## Your goal
Return the records below exactly as they are written.
===== Provided data =====
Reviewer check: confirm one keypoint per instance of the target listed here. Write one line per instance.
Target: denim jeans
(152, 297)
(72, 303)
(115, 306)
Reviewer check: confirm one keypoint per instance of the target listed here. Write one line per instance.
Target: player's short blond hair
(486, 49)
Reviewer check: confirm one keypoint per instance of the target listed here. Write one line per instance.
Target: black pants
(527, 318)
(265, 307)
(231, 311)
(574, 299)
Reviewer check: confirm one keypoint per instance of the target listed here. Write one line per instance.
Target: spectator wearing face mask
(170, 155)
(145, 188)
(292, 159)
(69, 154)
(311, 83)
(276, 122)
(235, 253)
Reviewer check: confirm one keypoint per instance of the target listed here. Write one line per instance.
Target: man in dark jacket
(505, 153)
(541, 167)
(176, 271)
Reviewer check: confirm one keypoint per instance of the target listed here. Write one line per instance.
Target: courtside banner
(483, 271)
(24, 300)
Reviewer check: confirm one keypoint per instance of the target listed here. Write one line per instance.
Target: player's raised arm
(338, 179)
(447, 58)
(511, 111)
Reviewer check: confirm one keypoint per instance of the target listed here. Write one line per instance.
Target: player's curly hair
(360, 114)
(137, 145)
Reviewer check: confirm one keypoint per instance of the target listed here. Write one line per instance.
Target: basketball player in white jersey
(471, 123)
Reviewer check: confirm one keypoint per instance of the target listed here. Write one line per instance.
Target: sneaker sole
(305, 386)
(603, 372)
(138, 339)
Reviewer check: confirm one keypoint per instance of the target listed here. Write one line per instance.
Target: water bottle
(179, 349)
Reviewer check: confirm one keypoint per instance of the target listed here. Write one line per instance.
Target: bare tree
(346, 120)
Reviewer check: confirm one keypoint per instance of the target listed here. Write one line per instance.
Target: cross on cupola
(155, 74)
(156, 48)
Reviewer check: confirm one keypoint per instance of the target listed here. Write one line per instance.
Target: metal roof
=====
## Response to the exercise
Reviewer check: confirm one keypoint per instance of the target listed here. Write one line per instance.
Target: denim jeans
(152, 297)
(72, 303)
(115, 306)
Reviewer check: confirm one keypoint per instance of the target listed here. Write one line per instance.
Target: player's short blond hair
(486, 49)
Reviewer check: confirm one keypoint per instance of the target listed here. Write one line per instance.
Target: black pants
(527, 318)
(265, 307)
(231, 311)
(574, 299)
Reviewer check: confirm one keypoint per instance of the target listed here. Write one line per instance.
Target: spectator wearing face mask
(170, 155)
(145, 188)
(292, 159)
(69, 154)
(311, 83)
(276, 122)
(235, 253)
Reviewer check: confirm one keypoint per instance of the target listed here. Write one line per instance.
Target: man in dark jacket
(505, 153)
(541, 167)
(176, 271)
Reviewer check: confirm one keypoint per instance of the target listed here. Write one line per instance.
Target: courtside banner
(483, 271)
(24, 300)
Reviewer check: confirm one keypoint per instance of the target listed here. Write one line per instance.
Target: player's raised arm
(338, 179)
(447, 58)
(511, 111)
Reviewer check: confirm one keypoint per instance of the target listed here. Write one line per instance.
Target: player's curly hair
(360, 114)
(137, 145)
Reviewer check: confirm one keypoint per instance of the target listed here. Write one line per instance.
Target: basketball player in white jersey
(471, 123)
Reviewer check: confirm one keypoint per instance of the target listed here. Write one line per instance.
Target: sneaker sole
(305, 386)
(603, 372)
(138, 339)
Reviewer check: confirm one keypoint per instance of the target listed here. Write one line per instance.
Target: water bottle
(179, 349)
Reviewer check: confirm one keypoint per instance of the target listed here. Write one line per instance.
Target: bare tree
(346, 120)
Reviewer check: confirm one keypoint per instance of the target listed here. Write one line per instance.
Target: cross on cupola
(155, 74)
(156, 48)
Reviewer check: confirm one keypoint per instance of the target listed here. Write one line per instance.
Target: metal roof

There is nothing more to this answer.